**EXERCISE**
How many lines in the items below contain the string "horse"? Case matters, so reply with the number alone.

Bounding-box records:
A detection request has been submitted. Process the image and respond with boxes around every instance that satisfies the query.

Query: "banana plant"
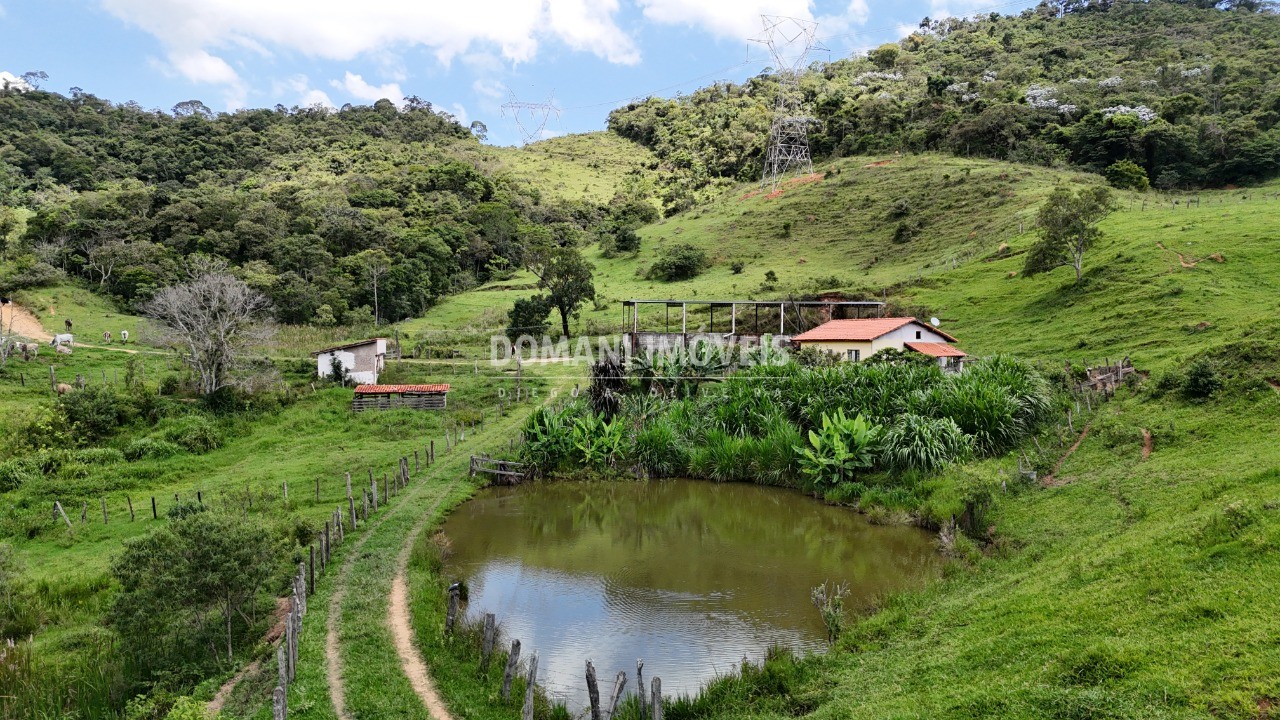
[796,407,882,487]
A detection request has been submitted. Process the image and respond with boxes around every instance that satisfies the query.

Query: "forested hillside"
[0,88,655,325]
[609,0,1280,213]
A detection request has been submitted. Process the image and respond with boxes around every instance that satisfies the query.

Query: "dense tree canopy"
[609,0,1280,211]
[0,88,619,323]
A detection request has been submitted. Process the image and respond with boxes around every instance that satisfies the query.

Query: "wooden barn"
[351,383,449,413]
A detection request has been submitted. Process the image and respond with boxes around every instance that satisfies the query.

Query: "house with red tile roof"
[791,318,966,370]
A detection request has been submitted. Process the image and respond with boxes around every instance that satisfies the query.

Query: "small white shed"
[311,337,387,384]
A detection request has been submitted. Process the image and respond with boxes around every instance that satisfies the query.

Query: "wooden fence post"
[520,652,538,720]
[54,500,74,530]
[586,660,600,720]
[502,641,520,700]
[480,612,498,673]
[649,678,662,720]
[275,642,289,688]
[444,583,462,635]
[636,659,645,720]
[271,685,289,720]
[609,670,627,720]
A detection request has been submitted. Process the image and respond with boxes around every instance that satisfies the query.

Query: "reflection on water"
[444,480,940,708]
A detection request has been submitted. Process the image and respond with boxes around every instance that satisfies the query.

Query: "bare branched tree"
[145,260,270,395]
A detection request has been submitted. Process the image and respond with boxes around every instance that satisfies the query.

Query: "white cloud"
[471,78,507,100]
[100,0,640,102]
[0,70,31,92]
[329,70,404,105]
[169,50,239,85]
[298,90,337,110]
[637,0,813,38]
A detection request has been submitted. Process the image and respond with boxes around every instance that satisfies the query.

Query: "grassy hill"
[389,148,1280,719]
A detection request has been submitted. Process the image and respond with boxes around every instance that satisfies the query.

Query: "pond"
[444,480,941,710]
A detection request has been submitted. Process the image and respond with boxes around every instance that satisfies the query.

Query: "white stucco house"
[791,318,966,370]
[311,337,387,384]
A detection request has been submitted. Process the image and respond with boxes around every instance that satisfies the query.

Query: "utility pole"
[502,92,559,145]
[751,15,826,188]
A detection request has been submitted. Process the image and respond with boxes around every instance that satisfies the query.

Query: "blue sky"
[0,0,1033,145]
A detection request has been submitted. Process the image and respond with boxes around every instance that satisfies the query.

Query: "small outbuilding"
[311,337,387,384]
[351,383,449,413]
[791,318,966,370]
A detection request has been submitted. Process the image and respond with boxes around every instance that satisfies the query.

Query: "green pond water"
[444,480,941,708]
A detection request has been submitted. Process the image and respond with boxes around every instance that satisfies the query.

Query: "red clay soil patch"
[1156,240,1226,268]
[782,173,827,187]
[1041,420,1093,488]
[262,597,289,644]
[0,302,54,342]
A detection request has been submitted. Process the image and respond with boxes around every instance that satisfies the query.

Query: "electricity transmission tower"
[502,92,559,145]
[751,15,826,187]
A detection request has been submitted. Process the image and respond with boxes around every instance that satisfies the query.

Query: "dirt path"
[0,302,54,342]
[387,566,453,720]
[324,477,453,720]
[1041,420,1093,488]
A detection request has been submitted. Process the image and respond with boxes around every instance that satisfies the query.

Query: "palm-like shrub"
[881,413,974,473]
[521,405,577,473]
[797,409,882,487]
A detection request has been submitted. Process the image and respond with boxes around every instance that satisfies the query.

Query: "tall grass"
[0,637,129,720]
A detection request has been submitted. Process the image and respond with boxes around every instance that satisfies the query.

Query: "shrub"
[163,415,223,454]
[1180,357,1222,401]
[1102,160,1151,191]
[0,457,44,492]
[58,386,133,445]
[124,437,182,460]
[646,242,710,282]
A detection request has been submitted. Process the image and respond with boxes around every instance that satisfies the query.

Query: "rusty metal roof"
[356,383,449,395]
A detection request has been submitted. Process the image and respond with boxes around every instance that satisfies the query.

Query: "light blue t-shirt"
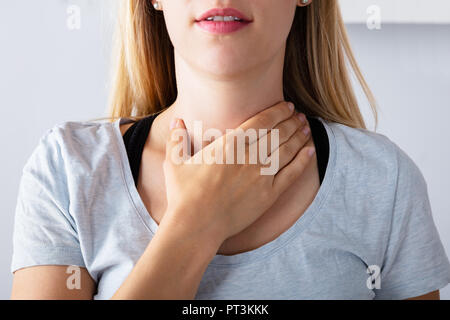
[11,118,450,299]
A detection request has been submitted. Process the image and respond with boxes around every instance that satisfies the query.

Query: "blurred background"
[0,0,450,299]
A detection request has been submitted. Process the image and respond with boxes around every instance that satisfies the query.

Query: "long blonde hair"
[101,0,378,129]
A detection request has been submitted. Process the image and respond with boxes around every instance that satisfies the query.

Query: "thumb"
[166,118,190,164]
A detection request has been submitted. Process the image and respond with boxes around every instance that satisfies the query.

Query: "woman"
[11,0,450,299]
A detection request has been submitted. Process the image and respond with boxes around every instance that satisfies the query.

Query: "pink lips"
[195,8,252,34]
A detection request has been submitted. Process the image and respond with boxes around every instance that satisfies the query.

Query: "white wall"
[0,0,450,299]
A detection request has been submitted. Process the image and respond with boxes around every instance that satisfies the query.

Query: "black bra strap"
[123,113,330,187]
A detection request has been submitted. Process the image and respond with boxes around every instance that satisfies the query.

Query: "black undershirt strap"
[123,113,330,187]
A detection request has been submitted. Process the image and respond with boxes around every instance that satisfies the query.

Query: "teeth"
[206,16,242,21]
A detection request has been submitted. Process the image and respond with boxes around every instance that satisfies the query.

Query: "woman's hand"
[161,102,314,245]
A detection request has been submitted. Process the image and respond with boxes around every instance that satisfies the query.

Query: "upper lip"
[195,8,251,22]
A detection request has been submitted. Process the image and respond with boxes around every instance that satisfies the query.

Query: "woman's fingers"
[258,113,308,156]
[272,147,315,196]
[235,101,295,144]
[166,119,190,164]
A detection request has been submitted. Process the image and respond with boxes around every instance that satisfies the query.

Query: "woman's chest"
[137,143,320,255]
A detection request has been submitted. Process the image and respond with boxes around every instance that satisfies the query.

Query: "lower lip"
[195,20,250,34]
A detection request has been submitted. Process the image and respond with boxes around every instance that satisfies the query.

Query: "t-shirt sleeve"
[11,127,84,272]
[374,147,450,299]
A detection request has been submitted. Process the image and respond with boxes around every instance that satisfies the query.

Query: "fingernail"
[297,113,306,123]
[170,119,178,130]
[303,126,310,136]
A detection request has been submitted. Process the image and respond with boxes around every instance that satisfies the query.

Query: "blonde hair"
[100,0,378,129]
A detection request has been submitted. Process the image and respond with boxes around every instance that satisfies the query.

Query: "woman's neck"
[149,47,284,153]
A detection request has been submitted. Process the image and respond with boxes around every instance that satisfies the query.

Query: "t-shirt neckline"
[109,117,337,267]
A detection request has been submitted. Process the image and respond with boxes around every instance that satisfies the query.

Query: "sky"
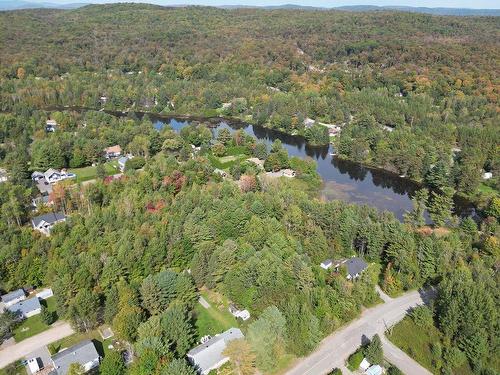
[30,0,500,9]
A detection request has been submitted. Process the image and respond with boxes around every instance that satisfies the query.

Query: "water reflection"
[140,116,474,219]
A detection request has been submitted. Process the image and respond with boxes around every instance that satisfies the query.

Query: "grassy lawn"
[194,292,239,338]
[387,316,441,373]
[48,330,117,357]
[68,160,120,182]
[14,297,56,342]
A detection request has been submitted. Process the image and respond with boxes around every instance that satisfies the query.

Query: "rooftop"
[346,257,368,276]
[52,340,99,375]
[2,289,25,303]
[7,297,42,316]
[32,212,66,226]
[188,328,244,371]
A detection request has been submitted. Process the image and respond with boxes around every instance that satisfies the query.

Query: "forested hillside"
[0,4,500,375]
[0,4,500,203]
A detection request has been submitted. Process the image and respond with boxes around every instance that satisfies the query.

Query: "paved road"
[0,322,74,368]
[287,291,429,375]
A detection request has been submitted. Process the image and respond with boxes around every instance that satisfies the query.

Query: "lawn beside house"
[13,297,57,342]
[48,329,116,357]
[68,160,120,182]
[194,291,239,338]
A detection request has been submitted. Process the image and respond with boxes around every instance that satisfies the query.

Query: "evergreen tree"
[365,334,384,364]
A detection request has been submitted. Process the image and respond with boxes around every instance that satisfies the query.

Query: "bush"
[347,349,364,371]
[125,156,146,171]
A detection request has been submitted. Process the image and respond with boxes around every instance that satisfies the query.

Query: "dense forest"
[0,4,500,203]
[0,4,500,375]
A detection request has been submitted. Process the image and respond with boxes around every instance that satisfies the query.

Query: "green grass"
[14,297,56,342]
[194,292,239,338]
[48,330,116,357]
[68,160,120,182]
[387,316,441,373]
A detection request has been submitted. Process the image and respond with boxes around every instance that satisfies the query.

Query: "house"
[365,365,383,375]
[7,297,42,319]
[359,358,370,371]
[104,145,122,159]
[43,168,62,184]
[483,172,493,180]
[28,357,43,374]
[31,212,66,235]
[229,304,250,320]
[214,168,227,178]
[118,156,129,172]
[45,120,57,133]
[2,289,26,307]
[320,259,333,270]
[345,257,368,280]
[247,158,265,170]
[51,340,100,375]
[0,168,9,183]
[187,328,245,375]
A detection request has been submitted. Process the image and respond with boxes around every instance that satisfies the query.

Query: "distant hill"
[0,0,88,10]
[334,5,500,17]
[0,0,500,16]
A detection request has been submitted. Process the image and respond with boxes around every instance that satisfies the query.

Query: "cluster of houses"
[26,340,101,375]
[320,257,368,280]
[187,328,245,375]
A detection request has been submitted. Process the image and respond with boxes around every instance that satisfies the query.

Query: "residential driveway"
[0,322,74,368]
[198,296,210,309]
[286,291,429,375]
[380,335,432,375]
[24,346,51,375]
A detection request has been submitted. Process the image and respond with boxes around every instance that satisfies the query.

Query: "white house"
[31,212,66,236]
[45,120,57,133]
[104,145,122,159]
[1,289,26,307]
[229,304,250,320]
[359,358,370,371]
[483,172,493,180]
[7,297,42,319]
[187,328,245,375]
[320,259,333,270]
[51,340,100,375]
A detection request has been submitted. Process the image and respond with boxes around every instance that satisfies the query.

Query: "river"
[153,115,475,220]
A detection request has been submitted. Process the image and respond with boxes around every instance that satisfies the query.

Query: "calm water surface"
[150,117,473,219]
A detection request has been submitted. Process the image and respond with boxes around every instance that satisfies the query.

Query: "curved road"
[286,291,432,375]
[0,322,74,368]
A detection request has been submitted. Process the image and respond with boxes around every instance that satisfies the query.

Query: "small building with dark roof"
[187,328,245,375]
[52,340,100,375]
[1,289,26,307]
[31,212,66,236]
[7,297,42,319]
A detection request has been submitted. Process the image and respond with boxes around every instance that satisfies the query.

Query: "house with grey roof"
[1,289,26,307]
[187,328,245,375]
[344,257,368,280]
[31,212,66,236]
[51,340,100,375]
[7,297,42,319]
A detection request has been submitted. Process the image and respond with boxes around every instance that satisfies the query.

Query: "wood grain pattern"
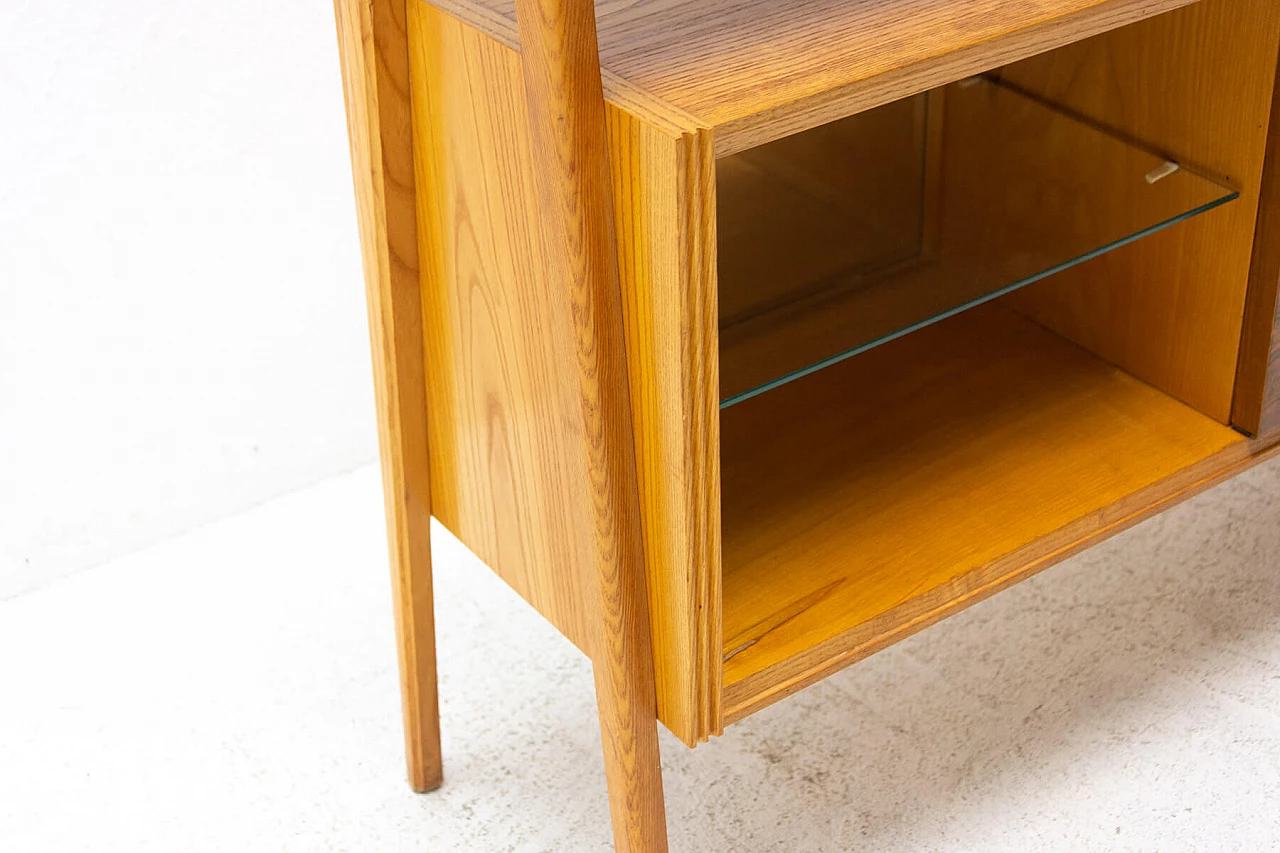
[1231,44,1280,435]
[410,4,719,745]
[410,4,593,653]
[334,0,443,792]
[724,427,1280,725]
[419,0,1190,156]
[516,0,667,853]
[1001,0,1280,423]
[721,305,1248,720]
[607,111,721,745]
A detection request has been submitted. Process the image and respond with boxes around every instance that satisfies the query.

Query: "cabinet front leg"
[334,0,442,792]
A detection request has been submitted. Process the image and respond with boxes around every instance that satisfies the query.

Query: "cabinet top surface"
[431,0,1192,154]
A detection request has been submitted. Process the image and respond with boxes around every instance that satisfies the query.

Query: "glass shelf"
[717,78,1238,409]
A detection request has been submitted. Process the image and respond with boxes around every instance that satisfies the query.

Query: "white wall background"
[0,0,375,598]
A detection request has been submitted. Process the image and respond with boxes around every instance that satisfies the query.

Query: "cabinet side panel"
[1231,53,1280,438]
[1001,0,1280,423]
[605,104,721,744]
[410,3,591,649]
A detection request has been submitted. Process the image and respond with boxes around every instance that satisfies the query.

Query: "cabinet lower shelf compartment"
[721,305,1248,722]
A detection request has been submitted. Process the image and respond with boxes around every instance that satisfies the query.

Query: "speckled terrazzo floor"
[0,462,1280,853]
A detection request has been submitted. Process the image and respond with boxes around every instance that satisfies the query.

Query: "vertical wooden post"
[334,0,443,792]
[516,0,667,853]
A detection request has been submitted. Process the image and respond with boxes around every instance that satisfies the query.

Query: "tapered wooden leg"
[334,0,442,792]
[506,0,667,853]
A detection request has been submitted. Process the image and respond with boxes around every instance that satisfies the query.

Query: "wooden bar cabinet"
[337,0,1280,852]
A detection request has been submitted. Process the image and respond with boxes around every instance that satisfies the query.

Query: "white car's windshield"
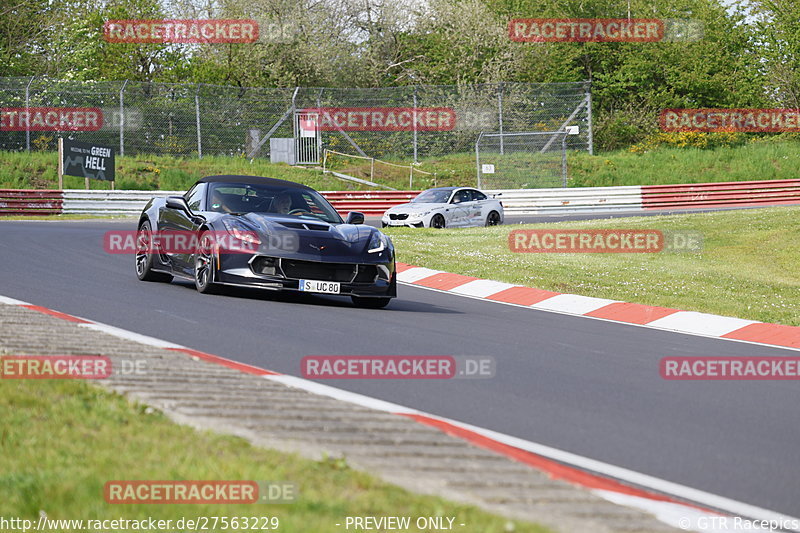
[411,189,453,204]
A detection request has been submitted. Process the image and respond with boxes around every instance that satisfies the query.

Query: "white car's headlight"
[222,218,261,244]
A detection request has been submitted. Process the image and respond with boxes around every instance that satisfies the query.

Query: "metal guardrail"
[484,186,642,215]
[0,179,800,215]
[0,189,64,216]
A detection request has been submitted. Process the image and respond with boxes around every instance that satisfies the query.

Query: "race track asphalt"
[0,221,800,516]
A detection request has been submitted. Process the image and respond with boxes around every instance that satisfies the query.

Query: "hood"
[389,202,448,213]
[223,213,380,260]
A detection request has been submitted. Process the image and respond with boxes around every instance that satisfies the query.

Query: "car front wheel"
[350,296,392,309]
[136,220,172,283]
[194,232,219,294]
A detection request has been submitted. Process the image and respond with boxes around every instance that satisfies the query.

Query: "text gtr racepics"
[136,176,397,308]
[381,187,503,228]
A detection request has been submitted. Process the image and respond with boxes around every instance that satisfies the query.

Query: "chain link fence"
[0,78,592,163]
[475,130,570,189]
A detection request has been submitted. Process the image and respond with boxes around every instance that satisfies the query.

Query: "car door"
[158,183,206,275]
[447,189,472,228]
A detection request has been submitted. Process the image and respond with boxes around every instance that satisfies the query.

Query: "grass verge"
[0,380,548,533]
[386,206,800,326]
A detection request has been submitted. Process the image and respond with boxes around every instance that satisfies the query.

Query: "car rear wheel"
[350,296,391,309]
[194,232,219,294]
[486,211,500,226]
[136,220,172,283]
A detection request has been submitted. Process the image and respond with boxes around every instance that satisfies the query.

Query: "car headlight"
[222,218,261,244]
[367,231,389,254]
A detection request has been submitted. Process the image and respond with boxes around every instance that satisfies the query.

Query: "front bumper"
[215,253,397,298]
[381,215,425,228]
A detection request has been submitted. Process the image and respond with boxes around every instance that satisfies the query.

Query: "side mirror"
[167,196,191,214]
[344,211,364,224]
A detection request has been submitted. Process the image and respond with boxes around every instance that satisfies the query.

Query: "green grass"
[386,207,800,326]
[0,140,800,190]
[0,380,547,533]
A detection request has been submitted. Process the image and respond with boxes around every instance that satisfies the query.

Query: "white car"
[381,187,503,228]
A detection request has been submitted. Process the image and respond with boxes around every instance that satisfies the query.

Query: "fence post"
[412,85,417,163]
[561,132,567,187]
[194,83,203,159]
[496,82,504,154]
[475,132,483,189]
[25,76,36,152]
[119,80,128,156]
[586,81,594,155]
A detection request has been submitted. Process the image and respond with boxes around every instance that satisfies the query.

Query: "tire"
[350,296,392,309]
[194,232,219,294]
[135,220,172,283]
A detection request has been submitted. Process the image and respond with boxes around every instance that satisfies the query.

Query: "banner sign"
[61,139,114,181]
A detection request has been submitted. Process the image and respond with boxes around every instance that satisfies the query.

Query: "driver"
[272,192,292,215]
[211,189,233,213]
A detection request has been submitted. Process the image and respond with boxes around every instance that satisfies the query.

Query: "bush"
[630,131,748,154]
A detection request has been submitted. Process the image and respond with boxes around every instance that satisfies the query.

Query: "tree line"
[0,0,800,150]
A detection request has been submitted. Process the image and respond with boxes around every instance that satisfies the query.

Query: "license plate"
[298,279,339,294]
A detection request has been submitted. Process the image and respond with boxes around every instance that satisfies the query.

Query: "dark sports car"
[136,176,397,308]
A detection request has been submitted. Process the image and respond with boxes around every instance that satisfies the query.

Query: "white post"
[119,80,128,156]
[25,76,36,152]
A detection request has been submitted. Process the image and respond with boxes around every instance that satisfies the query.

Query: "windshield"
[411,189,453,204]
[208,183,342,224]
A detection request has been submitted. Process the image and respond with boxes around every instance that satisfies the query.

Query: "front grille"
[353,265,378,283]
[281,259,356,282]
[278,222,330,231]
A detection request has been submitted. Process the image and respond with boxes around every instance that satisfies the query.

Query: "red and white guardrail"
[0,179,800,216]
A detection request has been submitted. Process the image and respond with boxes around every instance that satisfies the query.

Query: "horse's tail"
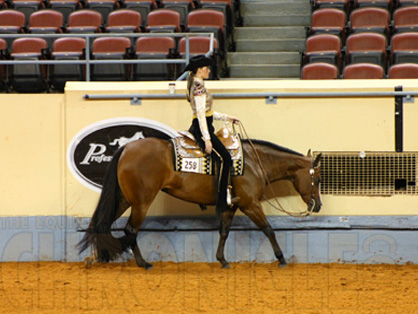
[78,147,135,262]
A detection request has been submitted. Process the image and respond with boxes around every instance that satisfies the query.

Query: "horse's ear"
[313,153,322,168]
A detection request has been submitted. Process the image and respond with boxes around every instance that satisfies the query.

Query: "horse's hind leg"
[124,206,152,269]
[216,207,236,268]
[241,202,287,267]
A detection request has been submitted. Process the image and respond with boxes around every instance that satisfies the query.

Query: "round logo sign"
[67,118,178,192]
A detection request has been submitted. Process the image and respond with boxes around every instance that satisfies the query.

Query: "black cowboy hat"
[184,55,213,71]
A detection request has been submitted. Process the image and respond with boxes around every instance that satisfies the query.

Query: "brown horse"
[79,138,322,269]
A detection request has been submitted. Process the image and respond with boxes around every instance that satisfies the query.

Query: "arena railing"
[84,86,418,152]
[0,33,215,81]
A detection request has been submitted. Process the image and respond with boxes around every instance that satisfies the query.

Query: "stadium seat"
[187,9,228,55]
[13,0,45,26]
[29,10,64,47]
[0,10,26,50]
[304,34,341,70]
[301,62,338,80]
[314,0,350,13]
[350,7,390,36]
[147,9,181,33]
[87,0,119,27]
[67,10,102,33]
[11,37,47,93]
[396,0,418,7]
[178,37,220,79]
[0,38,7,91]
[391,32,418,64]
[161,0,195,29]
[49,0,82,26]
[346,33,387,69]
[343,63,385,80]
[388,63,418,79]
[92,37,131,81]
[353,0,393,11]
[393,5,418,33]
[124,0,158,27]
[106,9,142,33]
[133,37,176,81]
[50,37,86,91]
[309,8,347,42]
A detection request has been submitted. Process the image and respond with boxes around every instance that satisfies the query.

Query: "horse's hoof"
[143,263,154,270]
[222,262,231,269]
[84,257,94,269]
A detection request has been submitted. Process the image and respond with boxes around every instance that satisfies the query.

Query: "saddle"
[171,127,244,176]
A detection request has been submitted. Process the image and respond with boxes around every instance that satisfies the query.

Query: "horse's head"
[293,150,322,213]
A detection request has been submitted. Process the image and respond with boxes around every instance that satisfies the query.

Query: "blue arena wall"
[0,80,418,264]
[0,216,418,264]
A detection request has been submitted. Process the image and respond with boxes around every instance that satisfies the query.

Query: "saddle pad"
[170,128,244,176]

**EXERCISE SOLUTION**
6